Point annotation records:
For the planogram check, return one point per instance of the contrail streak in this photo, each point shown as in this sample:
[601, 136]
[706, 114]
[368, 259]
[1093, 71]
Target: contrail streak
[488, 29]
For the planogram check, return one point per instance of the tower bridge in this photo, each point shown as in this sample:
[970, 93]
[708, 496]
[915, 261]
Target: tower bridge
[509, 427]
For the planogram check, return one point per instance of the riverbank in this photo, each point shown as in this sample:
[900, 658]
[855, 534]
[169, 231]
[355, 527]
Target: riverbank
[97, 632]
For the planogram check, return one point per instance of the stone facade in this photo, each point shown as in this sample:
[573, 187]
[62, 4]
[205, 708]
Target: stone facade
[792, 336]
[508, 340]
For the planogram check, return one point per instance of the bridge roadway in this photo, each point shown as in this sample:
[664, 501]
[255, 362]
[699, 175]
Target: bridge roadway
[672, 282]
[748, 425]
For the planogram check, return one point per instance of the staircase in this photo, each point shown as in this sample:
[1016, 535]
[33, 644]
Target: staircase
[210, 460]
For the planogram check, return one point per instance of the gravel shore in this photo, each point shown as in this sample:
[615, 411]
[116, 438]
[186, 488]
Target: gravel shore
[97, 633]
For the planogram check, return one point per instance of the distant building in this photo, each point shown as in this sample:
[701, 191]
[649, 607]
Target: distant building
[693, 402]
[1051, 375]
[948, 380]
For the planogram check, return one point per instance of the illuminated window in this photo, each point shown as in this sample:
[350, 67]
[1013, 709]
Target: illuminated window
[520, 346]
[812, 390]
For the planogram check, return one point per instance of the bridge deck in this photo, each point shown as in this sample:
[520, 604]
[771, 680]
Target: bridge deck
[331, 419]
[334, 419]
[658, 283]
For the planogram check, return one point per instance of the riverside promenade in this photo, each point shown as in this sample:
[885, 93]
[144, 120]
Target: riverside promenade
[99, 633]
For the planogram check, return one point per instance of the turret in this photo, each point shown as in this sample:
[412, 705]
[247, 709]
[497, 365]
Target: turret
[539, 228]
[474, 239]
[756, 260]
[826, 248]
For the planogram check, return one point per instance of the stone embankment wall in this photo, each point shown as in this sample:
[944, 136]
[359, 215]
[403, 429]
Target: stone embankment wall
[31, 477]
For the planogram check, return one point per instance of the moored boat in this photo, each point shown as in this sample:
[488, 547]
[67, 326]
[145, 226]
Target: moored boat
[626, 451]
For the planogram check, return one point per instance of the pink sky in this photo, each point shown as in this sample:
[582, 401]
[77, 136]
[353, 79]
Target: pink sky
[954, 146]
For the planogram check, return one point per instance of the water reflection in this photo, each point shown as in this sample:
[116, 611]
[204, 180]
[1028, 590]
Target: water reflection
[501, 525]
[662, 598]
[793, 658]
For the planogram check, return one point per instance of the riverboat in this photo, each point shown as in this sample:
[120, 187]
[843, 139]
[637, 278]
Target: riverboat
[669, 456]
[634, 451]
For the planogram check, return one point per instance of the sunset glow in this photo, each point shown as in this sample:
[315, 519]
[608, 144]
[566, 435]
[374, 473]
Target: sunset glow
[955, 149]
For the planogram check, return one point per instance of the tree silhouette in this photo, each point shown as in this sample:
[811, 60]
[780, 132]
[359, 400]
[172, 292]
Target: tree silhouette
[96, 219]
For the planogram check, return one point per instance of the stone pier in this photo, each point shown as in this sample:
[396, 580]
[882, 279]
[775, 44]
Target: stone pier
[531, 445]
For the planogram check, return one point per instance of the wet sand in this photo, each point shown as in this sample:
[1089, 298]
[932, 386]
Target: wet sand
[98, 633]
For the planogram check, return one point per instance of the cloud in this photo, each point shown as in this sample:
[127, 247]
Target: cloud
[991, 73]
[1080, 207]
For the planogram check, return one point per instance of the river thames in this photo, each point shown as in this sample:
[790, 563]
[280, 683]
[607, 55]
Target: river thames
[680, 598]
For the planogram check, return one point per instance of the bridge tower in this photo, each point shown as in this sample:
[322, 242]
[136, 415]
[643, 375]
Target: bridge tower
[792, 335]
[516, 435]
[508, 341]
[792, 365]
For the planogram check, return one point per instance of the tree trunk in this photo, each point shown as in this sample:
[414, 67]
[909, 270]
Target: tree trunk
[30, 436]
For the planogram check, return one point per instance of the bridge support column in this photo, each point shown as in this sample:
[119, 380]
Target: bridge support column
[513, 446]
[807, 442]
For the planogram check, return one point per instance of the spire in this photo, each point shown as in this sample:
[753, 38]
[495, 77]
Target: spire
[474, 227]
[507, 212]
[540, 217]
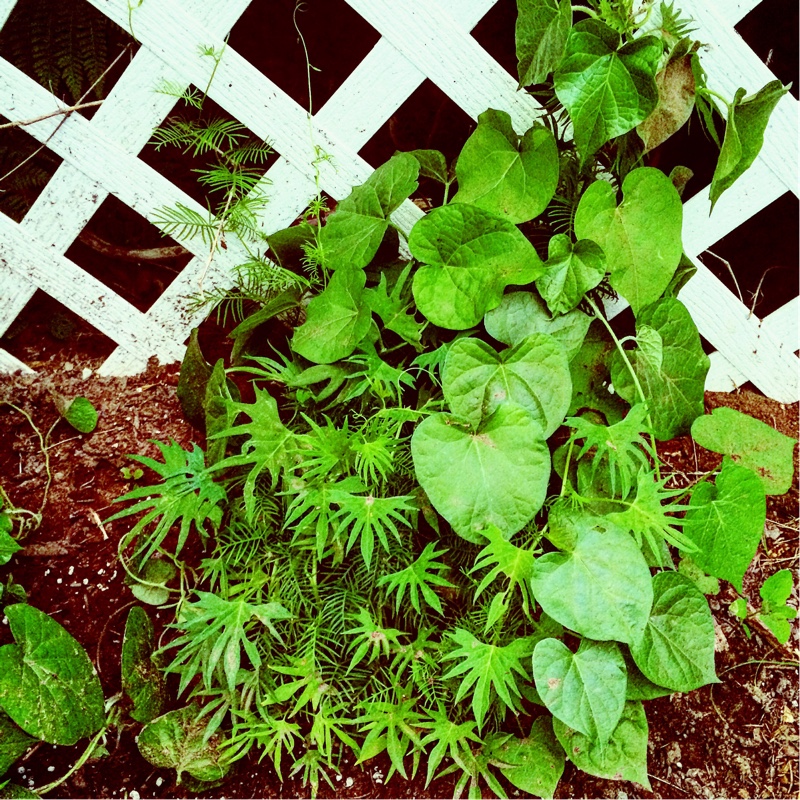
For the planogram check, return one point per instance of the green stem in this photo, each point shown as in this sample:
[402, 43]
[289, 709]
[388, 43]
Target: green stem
[78, 764]
[600, 316]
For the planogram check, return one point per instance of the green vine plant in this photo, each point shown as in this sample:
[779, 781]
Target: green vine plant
[441, 530]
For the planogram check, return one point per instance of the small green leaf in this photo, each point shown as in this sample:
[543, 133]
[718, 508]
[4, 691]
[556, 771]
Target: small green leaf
[725, 522]
[585, 690]
[623, 757]
[677, 647]
[353, 233]
[641, 236]
[751, 443]
[521, 314]
[175, 741]
[476, 379]
[495, 476]
[336, 320]
[571, 271]
[541, 35]
[13, 742]
[469, 256]
[744, 135]
[48, 686]
[81, 414]
[608, 90]
[511, 176]
[195, 373]
[141, 679]
[600, 589]
[533, 765]
[672, 371]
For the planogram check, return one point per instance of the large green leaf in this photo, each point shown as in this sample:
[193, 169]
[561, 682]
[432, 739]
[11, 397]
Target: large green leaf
[469, 257]
[571, 270]
[641, 236]
[541, 35]
[725, 522]
[677, 647]
[176, 741]
[671, 367]
[607, 89]
[751, 443]
[601, 588]
[497, 476]
[623, 757]
[521, 314]
[744, 135]
[511, 176]
[337, 319]
[586, 689]
[48, 686]
[533, 765]
[353, 233]
[534, 374]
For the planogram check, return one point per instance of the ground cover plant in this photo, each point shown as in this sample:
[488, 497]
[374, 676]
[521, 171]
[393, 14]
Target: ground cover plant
[440, 529]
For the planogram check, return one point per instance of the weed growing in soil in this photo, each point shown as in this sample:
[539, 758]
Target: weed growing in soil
[440, 530]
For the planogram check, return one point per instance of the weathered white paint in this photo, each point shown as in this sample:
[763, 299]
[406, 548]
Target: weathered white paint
[421, 39]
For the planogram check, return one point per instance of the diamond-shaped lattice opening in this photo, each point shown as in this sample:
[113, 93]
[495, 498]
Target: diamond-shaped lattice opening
[25, 168]
[195, 148]
[128, 254]
[429, 119]
[47, 334]
[771, 31]
[336, 37]
[763, 254]
[495, 33]
[68, 47]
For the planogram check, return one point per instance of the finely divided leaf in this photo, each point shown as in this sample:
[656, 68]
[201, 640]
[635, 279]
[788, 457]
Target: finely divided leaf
[725, 522]
[677, 647]
[751, 443]
[535, 375]
[641, 237]
[469, 256]
[353, 233]
[495, 476]
[507, 175]
[586, 689]
[607, 89]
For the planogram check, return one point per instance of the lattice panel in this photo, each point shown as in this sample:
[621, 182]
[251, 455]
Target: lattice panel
[420, 39]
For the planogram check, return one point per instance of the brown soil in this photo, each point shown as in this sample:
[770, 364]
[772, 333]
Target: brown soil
[738, 738]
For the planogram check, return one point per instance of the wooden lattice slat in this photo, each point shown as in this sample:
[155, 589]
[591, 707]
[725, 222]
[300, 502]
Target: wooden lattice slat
[420, 39]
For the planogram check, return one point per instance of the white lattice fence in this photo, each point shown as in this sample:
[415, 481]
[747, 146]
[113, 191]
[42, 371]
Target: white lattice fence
[420, 39]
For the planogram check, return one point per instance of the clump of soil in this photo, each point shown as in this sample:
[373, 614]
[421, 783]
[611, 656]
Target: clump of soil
[738, 738]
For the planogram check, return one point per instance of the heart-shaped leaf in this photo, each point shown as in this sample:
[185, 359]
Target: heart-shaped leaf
[353, 233]
[534, 374]
[607, 89]
[751, 443]
[48, 686]
[336, 320]
[641, 236]
[671, 367]
[726, 521]
[541, 35]
[677, 647]
[585, 690]
[571, 270]
[469, 257]
[511, 176]
[497, 476]
[601, 588]
[623, 757]
[744, 135]
[521, 314]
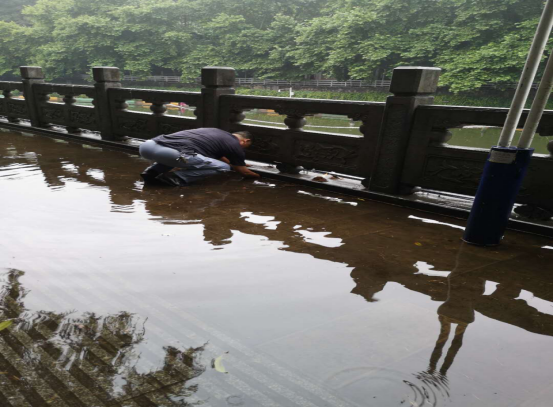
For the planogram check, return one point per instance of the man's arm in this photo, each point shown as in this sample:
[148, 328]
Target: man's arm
[243, 170]
[227, 161]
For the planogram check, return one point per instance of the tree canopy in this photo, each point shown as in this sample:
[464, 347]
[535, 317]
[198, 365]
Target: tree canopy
[474, 41]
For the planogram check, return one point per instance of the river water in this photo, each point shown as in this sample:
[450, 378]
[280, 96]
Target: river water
[235, 293]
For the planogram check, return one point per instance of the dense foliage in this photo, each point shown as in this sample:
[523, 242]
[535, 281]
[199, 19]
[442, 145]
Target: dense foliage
[474, 41]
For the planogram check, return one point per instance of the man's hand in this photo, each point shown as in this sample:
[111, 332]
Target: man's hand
[243, 170]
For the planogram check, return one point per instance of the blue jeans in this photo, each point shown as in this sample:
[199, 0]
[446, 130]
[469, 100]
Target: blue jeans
[192, 167]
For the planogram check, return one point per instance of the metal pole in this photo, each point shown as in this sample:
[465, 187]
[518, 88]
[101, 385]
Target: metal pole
[528, 76]
[544, 92]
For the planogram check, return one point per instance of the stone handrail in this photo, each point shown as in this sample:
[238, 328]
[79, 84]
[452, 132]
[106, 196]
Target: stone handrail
[402, 144]
[149, 125]
[294, 148]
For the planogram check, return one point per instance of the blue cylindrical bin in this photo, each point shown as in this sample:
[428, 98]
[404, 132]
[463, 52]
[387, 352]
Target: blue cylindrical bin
[500, 185]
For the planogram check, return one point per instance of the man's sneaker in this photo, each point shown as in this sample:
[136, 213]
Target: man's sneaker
[151, 173]
[170, 179]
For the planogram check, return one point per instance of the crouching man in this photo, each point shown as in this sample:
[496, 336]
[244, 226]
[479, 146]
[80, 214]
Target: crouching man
[186, 157]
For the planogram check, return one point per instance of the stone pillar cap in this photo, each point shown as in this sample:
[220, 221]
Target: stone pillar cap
[216, 77]
[106, 74]
[31, 72]
[411, 81]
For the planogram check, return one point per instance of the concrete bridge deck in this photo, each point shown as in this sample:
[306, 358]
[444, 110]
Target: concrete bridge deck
[234, 293]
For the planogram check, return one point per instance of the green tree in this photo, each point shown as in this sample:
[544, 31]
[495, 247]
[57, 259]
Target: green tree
[11, 10]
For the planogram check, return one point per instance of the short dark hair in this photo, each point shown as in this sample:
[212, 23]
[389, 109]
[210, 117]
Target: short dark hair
[244, 135]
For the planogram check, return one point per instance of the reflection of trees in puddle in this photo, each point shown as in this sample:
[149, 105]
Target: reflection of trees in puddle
[52, 358]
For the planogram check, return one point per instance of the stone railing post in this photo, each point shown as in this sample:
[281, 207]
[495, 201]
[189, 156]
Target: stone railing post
[411, 86]
[30, 76]
[105, 78]
[217, 81]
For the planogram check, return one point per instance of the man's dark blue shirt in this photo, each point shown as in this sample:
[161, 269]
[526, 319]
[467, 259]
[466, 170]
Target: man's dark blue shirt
[209, 142]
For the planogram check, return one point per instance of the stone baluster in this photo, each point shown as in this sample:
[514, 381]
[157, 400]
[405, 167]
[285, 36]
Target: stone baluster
[70, 101]
[158, 108]
[105, 79]
[217, 81]
[237, 116]
[8, 95]
[364, 119]
[31, 76]
[440, 137]
[120, 105]
[412, 87]
[295, 120]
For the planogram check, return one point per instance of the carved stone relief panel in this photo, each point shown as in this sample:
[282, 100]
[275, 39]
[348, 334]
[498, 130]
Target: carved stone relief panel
[133, 125]
[53, 114]
[391, 156]
[17, 109]
[265, 145]
[83, 119]
[169, 129]
[345, 156]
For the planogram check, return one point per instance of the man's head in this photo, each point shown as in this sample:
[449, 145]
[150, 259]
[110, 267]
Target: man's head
[245, 139]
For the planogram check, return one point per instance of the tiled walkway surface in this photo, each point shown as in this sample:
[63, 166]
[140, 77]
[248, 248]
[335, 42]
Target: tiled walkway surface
[239, 293]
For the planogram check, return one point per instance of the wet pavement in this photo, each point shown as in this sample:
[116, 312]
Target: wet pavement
[240, 293]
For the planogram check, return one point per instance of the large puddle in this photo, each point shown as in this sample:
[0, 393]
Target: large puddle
[234, 293]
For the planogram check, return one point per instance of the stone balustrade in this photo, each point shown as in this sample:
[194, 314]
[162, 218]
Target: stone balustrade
[402, 144]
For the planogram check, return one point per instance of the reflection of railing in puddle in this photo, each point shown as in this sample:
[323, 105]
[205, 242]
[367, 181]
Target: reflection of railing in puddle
[463, 291]
[53, 359]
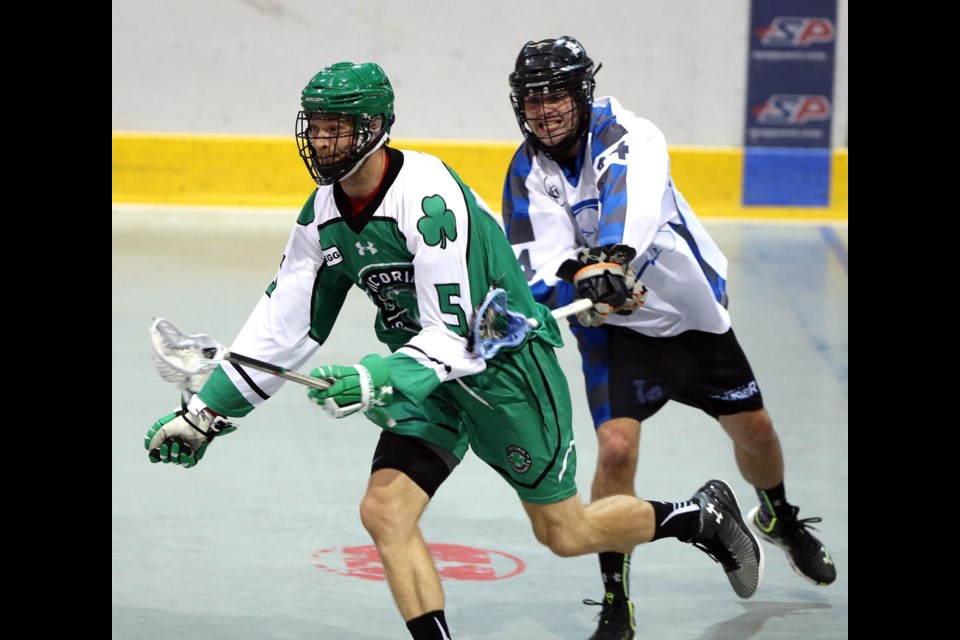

**Task directions:** Pull out every line in the records above that contains the string "hair", and list them in their original order.

**Complete output:**
For the planogram check, return one point per instance of the short dark hair in this photo, each point shown as in this sample:
Target: short dark hair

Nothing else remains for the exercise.